Rewrite the rows below, changing every "marker" to "dot" and keeping everything else the same. Omit the pictures from your answer.
-=-=-=-=-
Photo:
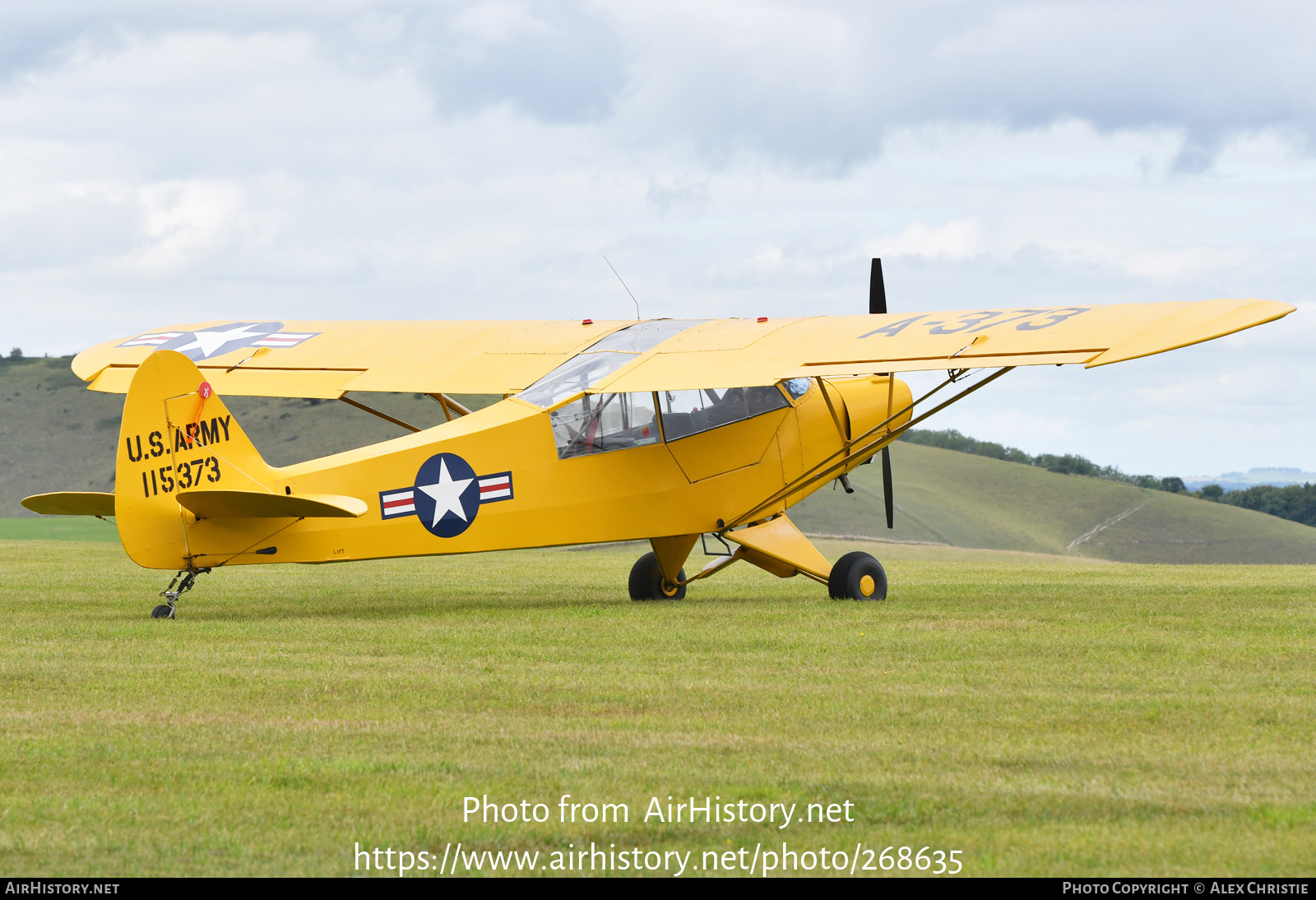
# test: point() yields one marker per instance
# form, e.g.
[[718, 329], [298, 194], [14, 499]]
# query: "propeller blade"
[[877, 290], [886, 487]]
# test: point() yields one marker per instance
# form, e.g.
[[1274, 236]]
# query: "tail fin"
[[177, 434]]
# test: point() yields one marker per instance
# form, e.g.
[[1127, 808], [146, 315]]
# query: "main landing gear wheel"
[[646, 582], [857, 577]]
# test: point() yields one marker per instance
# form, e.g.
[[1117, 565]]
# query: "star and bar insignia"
[[221, 338], [447, 495]]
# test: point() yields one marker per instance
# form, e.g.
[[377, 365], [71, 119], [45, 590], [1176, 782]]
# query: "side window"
[[796, 387], [605, 421], [691, 412]]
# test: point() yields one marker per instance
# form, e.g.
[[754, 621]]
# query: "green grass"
[[1043, 716], [58, 528]]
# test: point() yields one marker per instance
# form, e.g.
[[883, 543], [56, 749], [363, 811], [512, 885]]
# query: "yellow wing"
[[327, 360], [730, 353]]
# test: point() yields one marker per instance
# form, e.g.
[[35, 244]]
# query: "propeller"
[[878, 307]]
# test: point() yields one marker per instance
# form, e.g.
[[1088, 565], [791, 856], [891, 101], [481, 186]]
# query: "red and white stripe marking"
[[497, 487], [280, 340], [401, 503], [151, 340]]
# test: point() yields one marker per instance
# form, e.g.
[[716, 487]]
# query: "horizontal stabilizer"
[[257, 504], [72, 503]]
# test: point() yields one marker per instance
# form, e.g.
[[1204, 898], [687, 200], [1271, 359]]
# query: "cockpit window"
[[691, 412], [796, 387], [605, 421], [603, 358]]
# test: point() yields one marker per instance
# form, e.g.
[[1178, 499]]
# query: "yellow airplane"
[[666, 430]]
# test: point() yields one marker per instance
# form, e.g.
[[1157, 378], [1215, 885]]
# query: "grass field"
[[1044, 716]]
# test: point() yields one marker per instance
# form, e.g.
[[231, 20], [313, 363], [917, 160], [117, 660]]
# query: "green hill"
[[973, 502], [56, 434]]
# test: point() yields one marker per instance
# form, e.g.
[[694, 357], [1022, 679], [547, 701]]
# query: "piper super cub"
[[611, 430]]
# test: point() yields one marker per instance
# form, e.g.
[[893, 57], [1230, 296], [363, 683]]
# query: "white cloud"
[[349, 160]]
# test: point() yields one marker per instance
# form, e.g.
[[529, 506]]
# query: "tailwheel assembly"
[[857, 577], [648, 582], [181, 584]]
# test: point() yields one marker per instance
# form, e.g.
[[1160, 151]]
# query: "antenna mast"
[[624, 285]]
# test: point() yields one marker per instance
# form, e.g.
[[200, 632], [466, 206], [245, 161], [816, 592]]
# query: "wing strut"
[[846, 457], [375, 412]]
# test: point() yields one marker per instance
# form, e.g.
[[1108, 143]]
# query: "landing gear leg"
[[182, 583]]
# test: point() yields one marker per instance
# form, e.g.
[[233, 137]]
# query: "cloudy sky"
[[170, 162]]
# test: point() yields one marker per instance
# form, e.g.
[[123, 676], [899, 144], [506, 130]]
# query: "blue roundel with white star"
[[447, 495]]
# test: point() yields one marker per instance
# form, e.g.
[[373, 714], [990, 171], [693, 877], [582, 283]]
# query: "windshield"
[[603, 358]]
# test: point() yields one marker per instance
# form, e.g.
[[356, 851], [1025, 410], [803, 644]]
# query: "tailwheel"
[[646, 581], [181, 584], [857, 577]]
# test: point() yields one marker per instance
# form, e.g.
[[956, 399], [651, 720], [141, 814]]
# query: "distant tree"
[[1294, 502]]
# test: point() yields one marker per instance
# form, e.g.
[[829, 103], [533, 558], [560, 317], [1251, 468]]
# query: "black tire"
[[857, 577], [646, 581]]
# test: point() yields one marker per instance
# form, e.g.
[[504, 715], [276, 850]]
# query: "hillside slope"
[[973, 502], [56, 434]]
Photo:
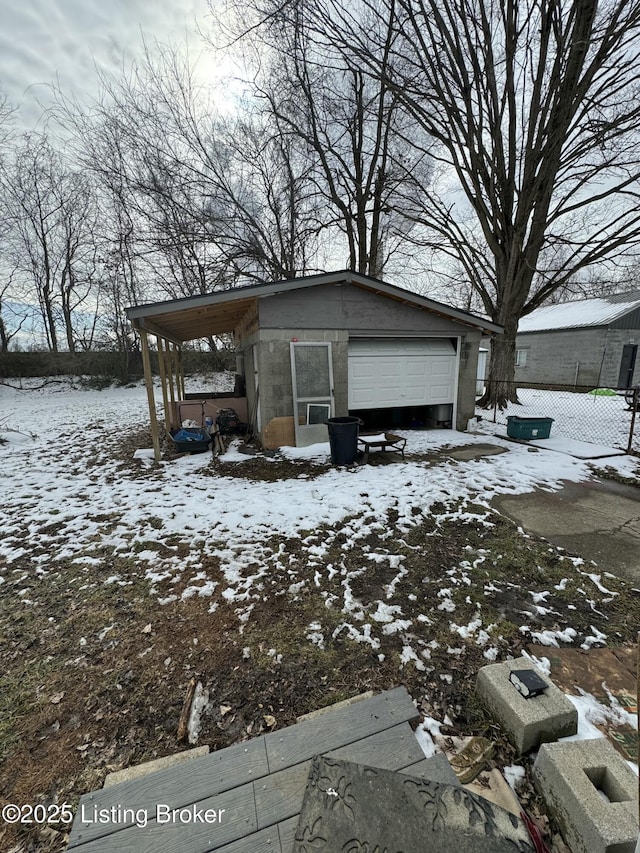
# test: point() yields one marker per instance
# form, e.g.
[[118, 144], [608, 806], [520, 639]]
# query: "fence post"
[[634, 408]]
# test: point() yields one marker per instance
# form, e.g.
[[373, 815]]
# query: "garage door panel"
[[405, 373]]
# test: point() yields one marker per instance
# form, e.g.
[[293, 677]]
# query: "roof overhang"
[[190, 318]]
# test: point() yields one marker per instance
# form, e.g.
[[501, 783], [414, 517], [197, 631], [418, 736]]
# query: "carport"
[[322, 346]]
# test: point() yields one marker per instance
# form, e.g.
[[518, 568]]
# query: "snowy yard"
[[279, 584], [596, 418]]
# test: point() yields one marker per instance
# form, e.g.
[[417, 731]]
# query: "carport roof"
[[193, 317]]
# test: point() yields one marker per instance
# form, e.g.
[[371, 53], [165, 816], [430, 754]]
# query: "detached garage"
[[331, 345]]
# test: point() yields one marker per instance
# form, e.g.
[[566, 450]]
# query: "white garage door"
[[384, 373]]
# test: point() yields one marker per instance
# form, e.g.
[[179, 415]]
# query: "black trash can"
[[343, 438]]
-=-=-=-=-
Exercise result =
Photo:
# test: point() yields one dot per instance
# form, e.g.
[[718, 329], [298, 194], [14, 499]]
# query: "propeller blade"
[[877, 290], [886, 487]]
# test: point() yields one dot per instance
# form, e.g.
[[1274, 236]]
# query: "tail fin"
[[177, 434]]
# test: point() yields one dot per instance
# form, e.g.
[[1127, 808], [146, 315]]
# query: "main landing gear wheel"
[[646, 582], [857, 577]]
# test: point() yields one dot per instance
# form, e.g.
[[1117, 565]]
# query: "star and bar insignia"
[[221, 338], [447, 495]]
# test: point() yields one dot per instance
# form, e.g.
[[377, 365], [71, 119], [45, 590], [1176, 782]]
# query: "side window"
[[796, 387], [605, 421], [691, 412]]
# test: point() yields one dot per instance
# form, e.g.
[[754, 621]]
# query: "green grass"
[[1043, 716], [58, 528]]
# test: point() yields one dot per instance
# form, e.g.
[[883, 543], [56, 749], [363, 811], [512, 885]]
# query: "yellow wing"
[[327, 360], [730, 353]]
# test: point() yields one dot per instance
# form, e.g.
[[35, 244]]
# query: "propeller"
[[878, 307]]
# test: point() yields one dot per instance
# form, e.g.
[[1088, 565], [791, 856], [891, 101], [481, 186]]
# query: "red and white stripe marking"
[[497, 487], [280, 340], [401, 503], [151, 340]]
# test: point() yields one dot per instance
# form, e.g.
[[716, 487]]
# query: "horizontal stabilizer"
[[257, 504], [72, 503]]
# test: point() yields one dot per instance
# form, e.g.
[[1204, 898], [687, 200], [1271, 359]]
# query: "cockpit window"
[[691, 412], [796, 387], [605, 421], [603, 358]]
# test: point() yields one dot per instance
# form, e.g.
[[1178, 499]]
# query: "yellow airplane"
[[666, 430]]
# test: point() yields one dot per instance
# form, e.g.
[[1157, 378], [1215, 885]]
# query: "grass field"
[[1044, 716]]
# test: point() yields one dot per instance
# form, e.g.
[[231, 20], [313, 363], [917, 160], [117, 660]]
# query: "green hill"
[[973, 502], [56, 434]]
# test: point() yields one dot per instance
# form, e.g.
[[694, 357], [1022, 679], [547, 701]]
# query: "piper super cub"
[[611, 430]]
# test: point() yields one dot per instance
# form, e.g.
[[893, 57], [1230, 296], [363, 683]]
# query: "white cloud"
[[349, 160]]
# test: point() yields one dot per instance
# form, e.g.
[[529, 506]]
# query: "tailwheel assembly"
[[857, 577], [648, 582], [181, 584]]
# test: point() yields one dot per instance
# form, e.g.
[[1160, 151]]
# query: "antenna mast"
[[624, 285]]
# test: point() yields one dot per instance
# form, e.g.
[[200, 632], [466, 206], [245, 161], [816, 592]]
# query: "wing strut"
[[846, 457], [375, 412]]
# test: point() yields one dot per instance
# form, e.g.
[[1108, 143]]
# query: "landing gear leg"
[[182, 583]]
# test: point() yields one dot per instance
# form, e.g.
[[233, 137]]
# query: "cloudy sky"
[[170, 162]]
# test: point() yields one dot per instance
# form, e.g.
[[123, 676], [899, 144], [506, 130]]
# query: "blue roundel with white star"
[[447, 495]]
# test: point() yields one dot per instance
# form, e.g.
[[373, 714], [990, 171], [693, 877], [582, 283]]
# query: "windshield"
[[603, 358]]
# test: point() yields one dot per instance
# form, e.g.
[[356, 851], [1025, 410], [803, 644]]
# query: "tailwheel"
[[646, 581], [181, 584], [857, 577]]
# test: point() yields one dot per instance
# form, e.g.
[[956, 399], [651, 720], [141, 814]]
# query: "distant tree"
[[1294, 502]]
# test: point() yields one dot per instance
# form, e.g.
[[829, 103], [533, 558], [560, 317], [1251, 468]]
# query: "black tire"
[[857, 577], [646, 581]]
# test: point() yields one dot per instance
# form, e.g.
[[504, 715], [276, 850]]
# query: "hillside slope"
[[973, 502], [56, 434]]
Photo:
# test: point() yields one dot per instance
# form, e.g.
[[118, 144], [608, 806], [520, 639]]
# query: "fence post"
[[634, 408]]
# test: point() yields one dot per instance
# form, e.g.
[[373, 815]]
# query: "garage door panel"
[[405, 373]]
# test: point() yields one dot per instance
# form, e.g.
[[293, 677]]
# query: "roof overhang"
[[190, 318]]
# test: point() yields one dot per instance
# form, e.g.
[[501, 783], [414, 517], [197, 631], [418, 736]]
# query: "carport"
[[322, 346]]
# test: point() yields one dot per instance
# form, e.g.
[[518, 568]]
# query: "snowy yard"
[[279, 584], [596, 418]]
# test: point() yields one dot per instance
# form, e.g.
[[417, 731]]
# query: "carport roof"
[[193, 317]]
# test: point() yields one dot per instance
# form, e.g.
[[371, 53], [165, 816], [430, 754]]
# query: "detached garage"
[[331, 345]]
# test: point() yields one dot per instance
# form, e.g.
[[566, 450]]
# query: "white garage door"
[[384, 373]]
# test: point() yields one dot per instance
# form, e.g.
[[179, 415]]
# query: "black trash can"
[[343, 438]]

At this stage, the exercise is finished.